Instructions to follow: Please rewrite everything from the start of the records down to the line containing "positive clicks: (2151, 1544)", swapping "rough" for "coarse" and leaving all else unchanged.

Data for analysis:
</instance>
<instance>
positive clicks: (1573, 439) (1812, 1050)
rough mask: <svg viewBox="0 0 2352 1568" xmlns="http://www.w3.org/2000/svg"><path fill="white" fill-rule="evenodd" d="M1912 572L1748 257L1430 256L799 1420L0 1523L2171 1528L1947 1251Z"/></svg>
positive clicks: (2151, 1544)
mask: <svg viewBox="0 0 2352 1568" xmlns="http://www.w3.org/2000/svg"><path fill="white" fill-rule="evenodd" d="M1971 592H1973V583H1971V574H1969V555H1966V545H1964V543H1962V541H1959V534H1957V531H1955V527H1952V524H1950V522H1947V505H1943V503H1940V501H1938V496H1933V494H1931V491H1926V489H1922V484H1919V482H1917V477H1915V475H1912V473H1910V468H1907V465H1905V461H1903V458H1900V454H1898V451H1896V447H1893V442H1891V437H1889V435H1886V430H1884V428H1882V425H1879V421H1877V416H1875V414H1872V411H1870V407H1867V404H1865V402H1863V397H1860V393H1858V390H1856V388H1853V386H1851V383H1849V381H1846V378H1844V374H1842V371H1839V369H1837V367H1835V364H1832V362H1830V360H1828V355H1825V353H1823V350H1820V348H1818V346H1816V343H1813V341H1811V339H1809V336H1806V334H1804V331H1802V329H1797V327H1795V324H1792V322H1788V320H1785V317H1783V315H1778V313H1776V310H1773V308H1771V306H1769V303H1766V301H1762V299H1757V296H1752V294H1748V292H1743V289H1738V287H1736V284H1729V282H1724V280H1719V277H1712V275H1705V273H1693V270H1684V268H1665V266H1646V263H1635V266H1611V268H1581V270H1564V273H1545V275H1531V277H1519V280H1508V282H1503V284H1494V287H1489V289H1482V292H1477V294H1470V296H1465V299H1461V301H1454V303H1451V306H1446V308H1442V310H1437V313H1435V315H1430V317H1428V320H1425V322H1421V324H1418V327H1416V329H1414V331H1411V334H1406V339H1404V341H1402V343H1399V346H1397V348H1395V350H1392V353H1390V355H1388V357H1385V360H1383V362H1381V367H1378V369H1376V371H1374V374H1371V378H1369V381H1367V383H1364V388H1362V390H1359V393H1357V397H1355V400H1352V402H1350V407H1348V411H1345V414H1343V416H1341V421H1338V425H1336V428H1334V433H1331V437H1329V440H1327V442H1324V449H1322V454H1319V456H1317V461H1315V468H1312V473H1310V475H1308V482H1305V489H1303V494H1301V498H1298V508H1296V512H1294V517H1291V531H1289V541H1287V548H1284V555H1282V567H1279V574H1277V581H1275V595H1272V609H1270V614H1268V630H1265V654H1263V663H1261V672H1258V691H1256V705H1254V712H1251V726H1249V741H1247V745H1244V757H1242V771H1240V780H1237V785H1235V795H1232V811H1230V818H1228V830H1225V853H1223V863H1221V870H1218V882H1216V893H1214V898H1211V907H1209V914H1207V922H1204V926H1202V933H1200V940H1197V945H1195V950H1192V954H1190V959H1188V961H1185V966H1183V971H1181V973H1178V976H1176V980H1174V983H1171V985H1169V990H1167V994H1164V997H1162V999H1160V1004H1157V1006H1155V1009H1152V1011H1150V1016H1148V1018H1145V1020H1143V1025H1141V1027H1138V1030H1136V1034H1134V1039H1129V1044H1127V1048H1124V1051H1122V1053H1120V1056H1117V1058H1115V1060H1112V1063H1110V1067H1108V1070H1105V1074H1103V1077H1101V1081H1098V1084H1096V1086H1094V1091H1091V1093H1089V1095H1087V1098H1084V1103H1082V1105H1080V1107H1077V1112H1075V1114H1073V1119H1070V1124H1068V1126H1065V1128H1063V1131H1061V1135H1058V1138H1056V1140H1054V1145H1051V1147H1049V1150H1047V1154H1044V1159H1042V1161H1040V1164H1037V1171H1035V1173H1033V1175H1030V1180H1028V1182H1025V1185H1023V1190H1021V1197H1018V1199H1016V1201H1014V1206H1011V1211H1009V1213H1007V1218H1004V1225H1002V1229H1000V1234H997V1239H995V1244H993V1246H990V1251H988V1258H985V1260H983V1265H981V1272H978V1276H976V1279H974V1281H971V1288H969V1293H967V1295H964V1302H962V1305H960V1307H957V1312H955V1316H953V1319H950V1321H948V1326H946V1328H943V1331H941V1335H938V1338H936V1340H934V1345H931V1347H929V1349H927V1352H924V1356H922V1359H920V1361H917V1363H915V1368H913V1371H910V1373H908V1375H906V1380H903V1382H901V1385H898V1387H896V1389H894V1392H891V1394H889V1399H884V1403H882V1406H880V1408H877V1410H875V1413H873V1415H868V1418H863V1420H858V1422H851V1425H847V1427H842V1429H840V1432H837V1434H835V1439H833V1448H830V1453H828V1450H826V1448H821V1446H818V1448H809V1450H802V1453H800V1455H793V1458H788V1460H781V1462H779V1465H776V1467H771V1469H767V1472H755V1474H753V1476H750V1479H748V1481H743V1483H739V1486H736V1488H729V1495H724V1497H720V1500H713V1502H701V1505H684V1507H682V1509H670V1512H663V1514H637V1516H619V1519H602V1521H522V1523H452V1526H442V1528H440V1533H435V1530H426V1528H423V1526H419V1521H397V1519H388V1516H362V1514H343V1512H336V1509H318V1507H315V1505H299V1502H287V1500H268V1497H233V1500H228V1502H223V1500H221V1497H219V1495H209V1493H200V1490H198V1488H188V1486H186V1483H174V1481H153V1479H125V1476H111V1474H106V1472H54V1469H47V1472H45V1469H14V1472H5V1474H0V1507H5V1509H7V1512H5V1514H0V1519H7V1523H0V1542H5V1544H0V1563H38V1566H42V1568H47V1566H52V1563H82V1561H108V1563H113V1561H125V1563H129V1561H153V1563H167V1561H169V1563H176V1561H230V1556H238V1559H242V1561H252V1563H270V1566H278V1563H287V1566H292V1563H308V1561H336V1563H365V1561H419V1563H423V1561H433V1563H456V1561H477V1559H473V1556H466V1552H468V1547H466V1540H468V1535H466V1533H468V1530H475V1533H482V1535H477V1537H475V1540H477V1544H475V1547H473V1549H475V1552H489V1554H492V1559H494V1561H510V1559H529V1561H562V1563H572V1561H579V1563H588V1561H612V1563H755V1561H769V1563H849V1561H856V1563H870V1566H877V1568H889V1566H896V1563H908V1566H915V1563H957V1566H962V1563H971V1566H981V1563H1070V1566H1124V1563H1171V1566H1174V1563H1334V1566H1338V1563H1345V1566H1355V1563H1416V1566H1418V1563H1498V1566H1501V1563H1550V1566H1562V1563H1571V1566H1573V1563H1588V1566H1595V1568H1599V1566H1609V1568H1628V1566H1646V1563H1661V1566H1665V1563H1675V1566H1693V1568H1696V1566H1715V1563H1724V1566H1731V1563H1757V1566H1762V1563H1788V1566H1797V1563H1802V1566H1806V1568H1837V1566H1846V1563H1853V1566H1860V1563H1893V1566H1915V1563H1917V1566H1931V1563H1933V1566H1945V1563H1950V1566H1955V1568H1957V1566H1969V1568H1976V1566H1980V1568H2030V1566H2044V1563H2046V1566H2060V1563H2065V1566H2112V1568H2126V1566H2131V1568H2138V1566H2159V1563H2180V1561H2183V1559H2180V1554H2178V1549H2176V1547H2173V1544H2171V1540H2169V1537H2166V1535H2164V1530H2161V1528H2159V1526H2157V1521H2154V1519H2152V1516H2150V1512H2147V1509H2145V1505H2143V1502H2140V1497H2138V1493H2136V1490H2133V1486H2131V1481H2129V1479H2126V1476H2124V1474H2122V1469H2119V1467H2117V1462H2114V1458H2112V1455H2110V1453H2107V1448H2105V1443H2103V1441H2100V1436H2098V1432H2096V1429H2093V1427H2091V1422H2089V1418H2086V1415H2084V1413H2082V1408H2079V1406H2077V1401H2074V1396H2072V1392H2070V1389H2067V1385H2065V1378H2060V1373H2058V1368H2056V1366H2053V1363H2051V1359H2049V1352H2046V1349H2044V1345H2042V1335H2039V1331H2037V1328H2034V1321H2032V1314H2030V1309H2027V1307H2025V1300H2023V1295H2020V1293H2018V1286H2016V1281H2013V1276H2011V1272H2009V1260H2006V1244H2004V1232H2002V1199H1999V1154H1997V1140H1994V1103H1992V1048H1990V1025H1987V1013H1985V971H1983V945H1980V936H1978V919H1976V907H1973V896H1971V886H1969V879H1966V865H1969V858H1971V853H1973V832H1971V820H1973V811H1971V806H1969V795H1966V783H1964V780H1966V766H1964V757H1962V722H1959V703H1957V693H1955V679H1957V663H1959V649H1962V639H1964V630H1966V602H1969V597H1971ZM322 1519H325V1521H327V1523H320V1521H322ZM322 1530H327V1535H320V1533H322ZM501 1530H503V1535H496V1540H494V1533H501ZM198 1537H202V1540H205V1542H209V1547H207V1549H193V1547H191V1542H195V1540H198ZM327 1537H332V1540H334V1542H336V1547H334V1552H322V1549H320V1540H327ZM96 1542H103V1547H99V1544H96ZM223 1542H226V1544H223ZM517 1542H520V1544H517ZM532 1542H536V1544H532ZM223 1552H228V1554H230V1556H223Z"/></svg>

Expected answer:
</instance>
<instance>
positive clicks: (1573, 439) (1812, 1050)
coarse mask: <svg viewBox="0 0 2352 1568" xmlns="http://www.w3.org/2000/svg"><path fill="white" fill-rule="evenodd" d="M1912 572L1748 257L1430 256L799 1420L0 1523L2171 1528L1947 1251Z"/></svg>
positive clicks: (2151, 1544)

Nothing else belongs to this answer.